Stated exercise 1 —
Say whether each statement below agrees with the article, answering yes or no and quoting the article's deciding words. (a) Murdoch acquired The Sun in 1969. (b) The tabloid journalist says transfer stories lead sport stories in online readership. (c) The chief exec says a club stops paying the loyalty bonus once a player is sold in acrimonious circumstances.

Page extract —
- - -

The truth behind the transfer window rumour mill
Wednesday 16 January 2013 12:00
Once mere space-filler, the tabloid transfer story is now huge for players, fans and clubs alike. But who dances to whose tune? FourFourTwo asks the protagonists...
Rupert Murdoch had a problem. The year was 1969 and, having acquired a failing newspaper in The Sun and resolved to turn it tabloid, the Australian got the bad news: a limited number of suitable printing presses meant the first editions of each paper would have to be finished and en route to newsagents across the UK long before the final whistle of evening football matches had blown.
This was potentially disastrous news for a title targeting football fans as its core audience. Yet not only did Murdoch and his first editor, Larry Lamb, overcome it to create what would soon become Britain’s most popular paper, they inadvertently created something bigger.
Their solution was to fill the first edition, on pages which would be replaced by match reports later, with transfer gossip stories. “Eventually Murdoch got another printing press in the north so they could get the football in first time,” says a Fleet Street veteran. “Then people complained that they missed the transfer stories! So they got back in and have been getting in ever since.” A monster was born.
Told by key participants who prefer to remain anonymous for reasons which will become clear, here is the story of how the transfer rumour mill grinds up its heady swirl of information and disinformation – and how players, agents and clubs use it for their own ends…
The Agent I think part of the fascination with the transfer rumour mill is this: in football, you have so few chances to actually win anything. So seeing your club pursue and eventually complete a massive transfer is as near as some supporters will come to actually winning something.
The Tabloid Journalist The demand now is insatiable. When you look at the numbers of readers online, transfer stories come out on top for sport stories. Even a tenuous transfer story involving one of the big clubs can top the charts.
The Premier League Player How do they start? Let’s say I wanted a move…well, if you’re Premier League quality you can get one, but it isn’t as simple as going into the manager’s office and putting a letter on his desk.
The Chief Exec A written request is the worst thing for a player or an agent. Every contract has an annual loyalty bonus built in and even if a player is sold in the most acrimonious circumstances, as long as he didn’t hand in a transfer request the club has to pay that for the remainder of his contract. Players and agents don’t want to lose that so you end up doing this dance.
The Tabloid Journalist Half of what I do with transfer stories is stay on top of things. Who is coming to the end of his contract at a big club, or what positions does that club need to strengthen? Then you target those players’ agents and their clubs and make the calls. A recent example is Tottenham. The minute they weren’t in the Champions League, some of us would be hitting the phones to see what that meant for Luka Modric and Gareth Bale. Those kind of stories are 50 per cent of the rumour mill; the rest will be tips that come from agents, players, clubs…
The Premier League Player I had a couple of moves where I just wanted to leave and a couple of other moves where I heard another club were interested but were getting no encouragement. It makes sense to get the ball rolling. The most direct way would be to talk to your agent and say, “Put it out there for me.” Or you can talk to your mates, and they might talk to their agents. Sometimes you’d talk to people inside your club; the scouts or someone you trust and who you know has got a relationship with a journalist. But you never know in football. One time, when I wasn’t getting picked, I mentioned to someone I trusted that I knew a team were interested in me. I thought he’d tell one of his contacts. The next morning I was straight in the boss’s office and he told me: “Look, you can forget all about going to them.”

- - -

Raw records —
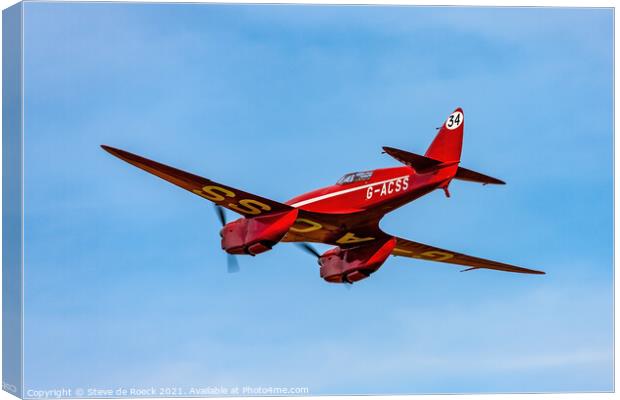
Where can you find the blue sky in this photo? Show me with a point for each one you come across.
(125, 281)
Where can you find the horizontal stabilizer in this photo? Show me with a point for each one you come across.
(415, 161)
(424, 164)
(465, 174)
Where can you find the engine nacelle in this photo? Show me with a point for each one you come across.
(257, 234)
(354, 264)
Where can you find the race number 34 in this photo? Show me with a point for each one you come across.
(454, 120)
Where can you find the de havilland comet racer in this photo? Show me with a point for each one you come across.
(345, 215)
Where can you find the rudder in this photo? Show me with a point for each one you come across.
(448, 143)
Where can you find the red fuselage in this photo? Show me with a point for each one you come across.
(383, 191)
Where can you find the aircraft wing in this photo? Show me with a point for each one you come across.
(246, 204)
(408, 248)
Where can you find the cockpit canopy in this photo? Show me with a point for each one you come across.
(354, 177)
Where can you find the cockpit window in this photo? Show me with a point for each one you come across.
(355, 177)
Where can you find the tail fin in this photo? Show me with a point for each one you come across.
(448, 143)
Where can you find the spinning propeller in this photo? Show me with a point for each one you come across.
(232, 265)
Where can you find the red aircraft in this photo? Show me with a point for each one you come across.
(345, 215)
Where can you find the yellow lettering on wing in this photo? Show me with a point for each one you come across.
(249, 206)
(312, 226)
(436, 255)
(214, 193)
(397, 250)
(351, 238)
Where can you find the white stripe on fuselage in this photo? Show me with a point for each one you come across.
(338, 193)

- - -

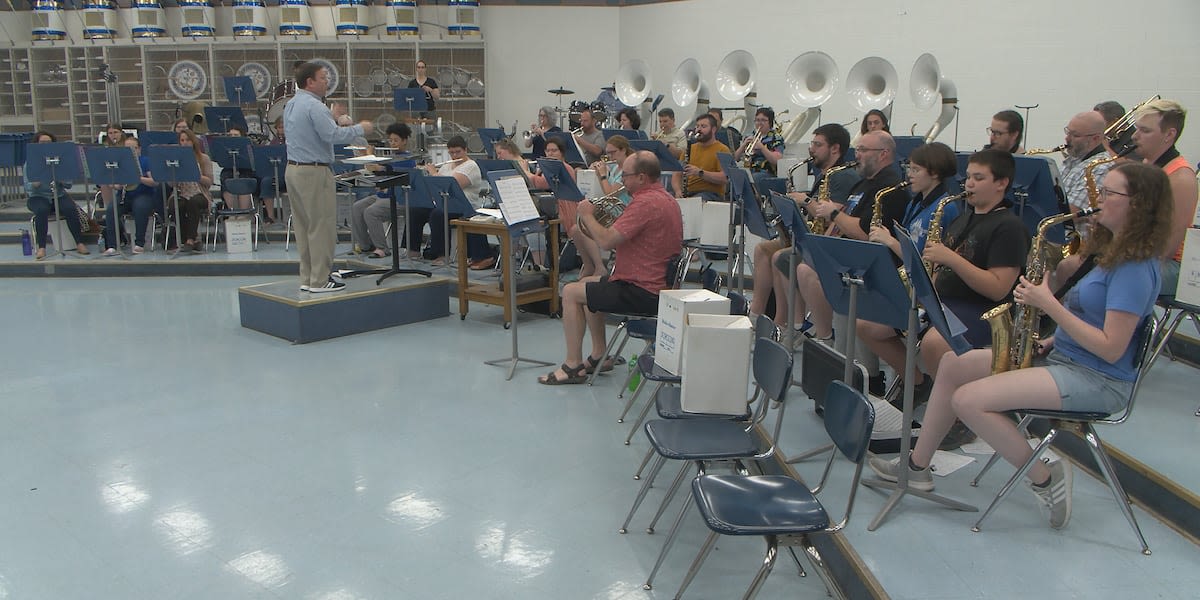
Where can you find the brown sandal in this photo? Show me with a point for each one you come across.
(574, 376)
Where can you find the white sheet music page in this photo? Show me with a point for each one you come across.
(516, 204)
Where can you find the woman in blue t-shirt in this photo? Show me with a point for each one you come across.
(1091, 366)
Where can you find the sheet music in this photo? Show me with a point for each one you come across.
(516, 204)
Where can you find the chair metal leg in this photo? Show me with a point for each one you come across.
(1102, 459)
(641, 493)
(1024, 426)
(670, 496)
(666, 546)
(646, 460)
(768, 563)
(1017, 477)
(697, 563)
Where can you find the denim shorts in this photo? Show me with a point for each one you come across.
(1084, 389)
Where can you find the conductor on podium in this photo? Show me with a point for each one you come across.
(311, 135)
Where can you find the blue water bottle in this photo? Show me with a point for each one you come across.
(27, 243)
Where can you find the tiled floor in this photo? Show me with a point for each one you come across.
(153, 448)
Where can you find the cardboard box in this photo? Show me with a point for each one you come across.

- - -

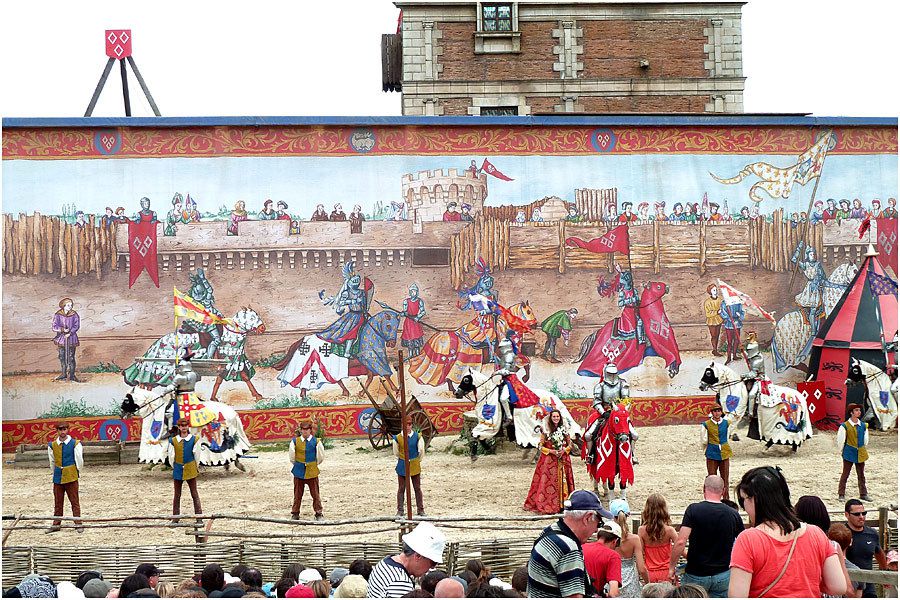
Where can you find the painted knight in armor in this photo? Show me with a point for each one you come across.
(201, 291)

- - -

Stated exercise 2 —
Please list every line of the entries above that contains the word "blue".

Reply 1 —
(a) Yes: "The year was 1969 and, having acquired a failing newspaper in The Sun"
(b) Yes: "When you look at the numbers of readers online, transfer stories come out on top for sport stories."
(c) No: "even if a player is sold in the most acrimonious circumstances, as long as he didn’t hand in a transfer request the club has to pay that for the remainder of his contract."

Reply 2 —
Where can you find the blue sky in this photo? Show me with a point for each one you come across.
Where can you find the woman in blue t-shirt in this photo? Show me with a point for each one you come across.
Where can you find the blue water bottle in this photo? Show me with a point for each one you come across.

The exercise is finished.